Referring expression data:
--------

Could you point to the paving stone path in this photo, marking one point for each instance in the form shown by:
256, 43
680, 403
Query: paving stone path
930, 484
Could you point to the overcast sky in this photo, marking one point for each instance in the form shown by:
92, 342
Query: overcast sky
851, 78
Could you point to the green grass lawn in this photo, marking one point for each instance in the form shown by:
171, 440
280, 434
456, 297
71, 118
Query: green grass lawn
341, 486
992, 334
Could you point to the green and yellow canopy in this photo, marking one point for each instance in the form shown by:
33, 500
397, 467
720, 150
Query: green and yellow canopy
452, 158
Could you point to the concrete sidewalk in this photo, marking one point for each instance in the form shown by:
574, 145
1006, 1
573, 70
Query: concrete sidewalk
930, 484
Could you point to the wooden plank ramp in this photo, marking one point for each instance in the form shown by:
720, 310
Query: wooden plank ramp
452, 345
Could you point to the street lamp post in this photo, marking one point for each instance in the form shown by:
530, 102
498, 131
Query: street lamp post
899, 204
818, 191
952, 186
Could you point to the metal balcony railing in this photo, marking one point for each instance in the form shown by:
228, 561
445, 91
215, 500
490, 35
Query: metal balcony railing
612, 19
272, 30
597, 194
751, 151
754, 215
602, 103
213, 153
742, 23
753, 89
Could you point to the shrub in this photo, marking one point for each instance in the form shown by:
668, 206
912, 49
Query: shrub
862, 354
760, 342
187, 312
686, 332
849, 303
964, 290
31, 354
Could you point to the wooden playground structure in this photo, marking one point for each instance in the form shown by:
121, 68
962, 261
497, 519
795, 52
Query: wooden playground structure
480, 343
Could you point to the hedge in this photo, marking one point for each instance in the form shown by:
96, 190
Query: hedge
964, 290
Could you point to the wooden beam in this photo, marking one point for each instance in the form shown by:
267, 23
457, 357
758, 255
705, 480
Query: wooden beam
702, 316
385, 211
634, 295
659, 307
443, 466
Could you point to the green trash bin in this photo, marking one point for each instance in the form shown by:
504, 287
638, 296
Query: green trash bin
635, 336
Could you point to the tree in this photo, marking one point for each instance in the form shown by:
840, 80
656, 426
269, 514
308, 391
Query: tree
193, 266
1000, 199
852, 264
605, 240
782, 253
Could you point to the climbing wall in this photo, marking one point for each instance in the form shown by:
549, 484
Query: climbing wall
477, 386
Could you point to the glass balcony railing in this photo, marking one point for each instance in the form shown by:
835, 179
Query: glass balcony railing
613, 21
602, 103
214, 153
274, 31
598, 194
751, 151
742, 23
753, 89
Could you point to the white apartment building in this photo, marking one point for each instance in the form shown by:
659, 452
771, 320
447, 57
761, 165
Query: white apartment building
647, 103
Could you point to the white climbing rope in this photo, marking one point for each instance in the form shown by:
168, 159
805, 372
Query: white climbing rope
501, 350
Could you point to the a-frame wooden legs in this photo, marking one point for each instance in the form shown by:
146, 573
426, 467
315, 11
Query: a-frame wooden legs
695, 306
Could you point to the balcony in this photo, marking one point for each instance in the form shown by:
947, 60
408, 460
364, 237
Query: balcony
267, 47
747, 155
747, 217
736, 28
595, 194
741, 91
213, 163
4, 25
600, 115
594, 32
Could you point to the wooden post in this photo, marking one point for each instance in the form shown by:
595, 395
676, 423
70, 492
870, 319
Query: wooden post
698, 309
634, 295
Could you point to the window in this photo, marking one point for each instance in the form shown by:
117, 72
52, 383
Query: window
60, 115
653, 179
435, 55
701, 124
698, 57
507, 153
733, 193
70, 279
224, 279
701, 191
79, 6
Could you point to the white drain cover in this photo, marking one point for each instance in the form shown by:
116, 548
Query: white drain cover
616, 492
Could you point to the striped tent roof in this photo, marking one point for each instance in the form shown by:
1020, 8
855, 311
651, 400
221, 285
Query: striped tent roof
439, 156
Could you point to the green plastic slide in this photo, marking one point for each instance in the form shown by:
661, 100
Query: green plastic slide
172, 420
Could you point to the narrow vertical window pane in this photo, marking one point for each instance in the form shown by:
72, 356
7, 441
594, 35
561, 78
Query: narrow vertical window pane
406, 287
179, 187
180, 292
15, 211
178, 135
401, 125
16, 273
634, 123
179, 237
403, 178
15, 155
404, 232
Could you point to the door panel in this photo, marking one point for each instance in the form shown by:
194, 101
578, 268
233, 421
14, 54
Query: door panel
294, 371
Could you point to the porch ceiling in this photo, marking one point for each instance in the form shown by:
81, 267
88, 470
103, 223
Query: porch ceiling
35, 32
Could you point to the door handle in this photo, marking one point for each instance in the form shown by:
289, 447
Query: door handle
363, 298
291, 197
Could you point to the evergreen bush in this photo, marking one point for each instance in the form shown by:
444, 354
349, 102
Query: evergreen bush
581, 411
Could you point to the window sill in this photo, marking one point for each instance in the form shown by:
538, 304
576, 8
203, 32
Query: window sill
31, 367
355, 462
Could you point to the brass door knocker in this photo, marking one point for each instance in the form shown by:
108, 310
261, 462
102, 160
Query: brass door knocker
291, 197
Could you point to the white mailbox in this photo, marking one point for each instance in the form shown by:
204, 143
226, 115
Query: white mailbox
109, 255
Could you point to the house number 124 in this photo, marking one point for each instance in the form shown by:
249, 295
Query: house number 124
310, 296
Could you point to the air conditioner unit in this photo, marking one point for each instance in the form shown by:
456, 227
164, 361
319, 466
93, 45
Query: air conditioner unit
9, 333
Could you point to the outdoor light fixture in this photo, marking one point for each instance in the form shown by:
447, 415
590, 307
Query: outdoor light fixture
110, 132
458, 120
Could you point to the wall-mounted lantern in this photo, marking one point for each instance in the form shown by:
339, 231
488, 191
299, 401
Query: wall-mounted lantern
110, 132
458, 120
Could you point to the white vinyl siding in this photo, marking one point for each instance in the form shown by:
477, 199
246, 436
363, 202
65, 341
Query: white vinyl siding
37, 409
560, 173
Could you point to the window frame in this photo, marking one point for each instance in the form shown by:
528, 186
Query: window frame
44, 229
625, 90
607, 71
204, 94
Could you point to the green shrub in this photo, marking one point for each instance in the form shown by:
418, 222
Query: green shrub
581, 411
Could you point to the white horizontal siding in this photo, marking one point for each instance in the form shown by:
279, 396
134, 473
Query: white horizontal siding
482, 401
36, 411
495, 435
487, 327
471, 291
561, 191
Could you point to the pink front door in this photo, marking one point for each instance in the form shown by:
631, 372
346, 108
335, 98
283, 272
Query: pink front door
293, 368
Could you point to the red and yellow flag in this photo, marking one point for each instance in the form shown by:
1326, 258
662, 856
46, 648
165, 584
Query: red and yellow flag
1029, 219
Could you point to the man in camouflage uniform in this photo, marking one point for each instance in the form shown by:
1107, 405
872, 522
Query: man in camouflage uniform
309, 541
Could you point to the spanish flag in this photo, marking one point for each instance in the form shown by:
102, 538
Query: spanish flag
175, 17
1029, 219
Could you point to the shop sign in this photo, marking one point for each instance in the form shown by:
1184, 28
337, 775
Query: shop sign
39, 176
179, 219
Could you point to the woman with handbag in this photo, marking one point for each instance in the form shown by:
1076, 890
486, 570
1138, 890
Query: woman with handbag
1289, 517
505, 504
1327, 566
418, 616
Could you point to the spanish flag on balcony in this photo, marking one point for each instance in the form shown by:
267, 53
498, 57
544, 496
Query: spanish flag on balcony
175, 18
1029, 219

--------

* PROBLEM TO SOLVE:
The response has to match the records above word for word.

* WRITTEN RESPONSE:
Could you point to the paving stone path in this photo, marking one point for each instance in the form shown by:
256, 43
680, 403
Query: paving stone path
930, 484
Could you point to the overcast sky in this photo, marking one point for each instance in the form shown by:
92, 342
Query: overcast sky
851, 78
Could you point to the green grass lawn in this photo, marking one point for each instance in the form shown by:
171, 440
280, 434
456, 297
71, 118
Query: green grass lawn
341, 486
992, 334
Could you point to the green and yellow canopy in this photo, marking one point for each instance in the form shown by:
33, 500
397, 467
720, 150
Query: green and yellow canopy
452, 158
Could you point to the concrete sidewalk in this photo, marking one point for each instance in the form shown by:
574, 145
1006, 1
573, 70
Query: concrete sidewalk
930, 484
Could you point to the wooden plank ramp in this photo, marking one point for each instance in the form shown by:
720, 310
Query: wooden plank ramp
452, 345
Could you point to the street lamp post in this photo, marking one point for each instance in the form shown by:
530, 102
498, 131
Query: street lamp post
899, 204
818, 191
952, 186
Could you point to the metal balcony railing in this photo, marking one point for each instance in the form shown by:
228, 561
445, 91
215, 500
490, 35
Query: metal balcony railing
612, 19
272, 30
597, 194
751, 151
754, 215
602, 103
213, 153
742, 23
753, 89
Could you point to the shrub in this photo, marking one point for each instance in the form shown by:
668, 206
912, 49
Query: shrub
862, 354
760, 342
187, 312
686, 332
849, 303
964, 290
31, 354
Could you point to the wooden playground structure in this photo, marking one point for each instance in the form shown by:
121, 68
962, 261
497, 519
795, 52
Query: wooden playground structure
480, 343
Could you point to the hedge in this photo, marking one point for each instance in the form shown by:
96, 190
Query: hedge
964, 290
Could you point to the wooden beam in this photo, marking one point for each instance in the form shown by:
267, 23
457, 357
758, 255
705, 480
Query: wooden beam
702, 316
385, 211
634, 295
659, 307
443, 466
Could you point to the green trash bin in this photo, marking one point for each instance in the form shown by:
504, 287
638, 296
Query: green trash bin
635, 336
Could you point to the tree in this photo, marking one point for each instance in the form shown by:
840, 80
656, 426
269, 514
308, 391
Query: tree
193, 266
1000, 199
852, 264
605, 240
782, 253
Could you point to the climbing wall in this photo, marking one point for each instance in the form shown by:
549, 484
Query: climbing wall
477, 386
Could you point to the glass balcony railing in this photo, marking one point for each instance in the form shown by:
835, 179
Query: glass balcony railing
613, 21
602, 103
214, 153
274, 31
598, 194
751, 151
742, 23
753, 89
Could you point to the white apartment building in this photo, marking one point for each instance in the form shown by:
659, 452
771, 320
447, 57
761, 165
Query: white apartment building
647, 103
Could you point to the white climbing rope in this photo, marking one point for each instance in the form shown by:
168, 159
805, 372
Query: white climbing rope
501, 350
Could you point to the a-frame wooden legs in this photo, marking one point for each instance in the form shown by:
146, 573
426, 467
315, 11
Query: a-frame wooden legs
695, 306
Could you point to the balcony in this photo, marking one point for each instance in the form shown by:
947, 60
408, 460
364, 237
Query: balcony
267, 47
747, 155
747, 217
736, 28
595, 194
741, 91
213, 163
4, 25
600, 115
594, 32
Could you point to the wooden post in this photo, marking one point for each instance in the form shown by:
595, 395
676, 423
70, 492
870, 319
Query: wooden post
698, 309
634, 295
Could you point to the window in this photo, marking one point for each instance in the form shown by:
117, 72
52, 383
Query: window
60, 115
653, 179
435, 55
701, 124
698, 57
507, 153
733, 193
70, 279
224, 279
701, 191
79, 6
Could you point to the white drain cover in this photo, marking one point for each instance in the form shown by:
116, 548
Query: white drain cover
616, 492
Could you point to the striped tent roof in this photo, marking one point for each instance in the form shown by:
1020, 8
855, 311
651, 400
221, 285
Query: striped tent roof
439, 156
Could you point to the green plastic slide in this photo, marking one point for each instance in the form shown by:
661, 100
Query: green plastic slide
172, 420
Could you point to the narrow vertical window pane in this photo, marking one point for each instance in the form shown by:
72, 356
7, 441
594, 35
561, 78
Query: narrow vertical window pane
406, 287
179, 187
180, 292
15, 211
178, 135
401, 125
16, 273
634, 123
179, 237
403, 178
15, 155
404, 232
Could you point to the door panel in this photo, marking one point for each instance in the form shown by:
194, 101
578, 268
233, 421
14, 54
Query: door panel
294, 371
Could you point to the porch ceiling in this photo, marking one point for each instance in the form shown by:
81, 267
88, 470
103, 223
Query: porch ceiling
35, 32
Could you point to the door handle in this photo, marking one point for each instance in the form shown by:
289, 447
Query: door handle
363, 298
291, 197
Could you point to the evergreen bush in this photo, marking one point for each instance in the form shown by:
444, 354
349, 102
Query: evergreen bush
581, 411
Could you point to the window sill in this photo, marking one point for each instance in the form shown by:
538, 304
576, 8
203, 32
Query: window sill
31, 367
355, 462
Could you point to the brass door knocker in this photo, marking one point for each instance in the form shown by:
108, 310
261, 462
102, 160
Query: brass door knocker
291, 197
Could you point to the white mailbox in this photo, marking one point for each instance in the form shown by:
204, 143
226, 115
Query: white mailbox
109, 255
Could you point to the house number 124 in this photo, marking one point for each instance in the form shown by:
249, 295
Query: house number 124
310, 296
Could you point to the air conditioner unit in this photo, marking one point for each instance in the form shown by:
456, 227
164, 361
319, 466
93, 45
Query: air conditioner unit
9, 333
Could you point to the outdoor light fixture in this photo, marking one point for each instance in the form shown by:
447, 415
590, 307
Query: outdoor light fixture
110, 132
458, 120
Could you point to the wall-mounted lantern in this photo, marking one point for each instance in the form shown by:
339, 231
488, 191
299, 401
Query: wall-mounted lantern
110, 132
458, 120
Could you point to the white vinyl siding in this photo, marking one point for each instance in the form shown by:
477, 199
246, 436
363, 202
65, 341
Query: white vinyl siding
37, 409
560, 173
Could you point to the window frame in this photo, marking one point for each instance in the form shown by:
528, 186
Query: window frame
44, 229
625, 90
607, 71
204, 94
Could you point to the green shrub in this photo, marking one point for each instance in the form shown by:
418, 222
Query: green shrub
581, 411
Could you point to the white horizontal siding in this photo, marking one point for each instance in the form shown by:
279, 396
134, 473
Query: white horizontal siding
482, 401
36, 411
495, 435
487, 327
471, 291
561, 191
Could you point to the pink front door in this photo, marking one point for each instance in the form shown by:
631, 372
346, 108
335, 98
283, 272
Query: pink front door
293, 368
Could you point to the red and yellow flag in this photo, marking one point for each instance in the form shown by:
1326, 258
662, 856
46, 648
165, 584
Query: red and yellow flag
1029, 219
Could you point to the man in camouflage uniform in this photo, marking one point for each instance in the form shown by:
1107, 405
872, 522
Query: man in camouflage uniform
309, 541
Could you point to the spanish flag in this photo, marking one point for each instance in the form shown by:
102, 538
Query: spanish flag
175, 17
1029, 219
Could you point to the shop sign in this photo, marking one point for each instance in the form shown by:
1184, 28
337, 775
Query: shop sign
39, 176
179, 219
Could you point to the woman with handbag in this photo, marking one point for each instance in the form shown by:
1076, 890
486, 570
1138, 890
Query: woman with handbag
1289, 517
505, 504
1327, 566
418, 616
Could you point to the spanish flag on balcony in this photo, marking one point for each instance in the form shown by:
267, 53
498, 57
544, 496
Query: spanish flag on balcony
175, 18
1029, 219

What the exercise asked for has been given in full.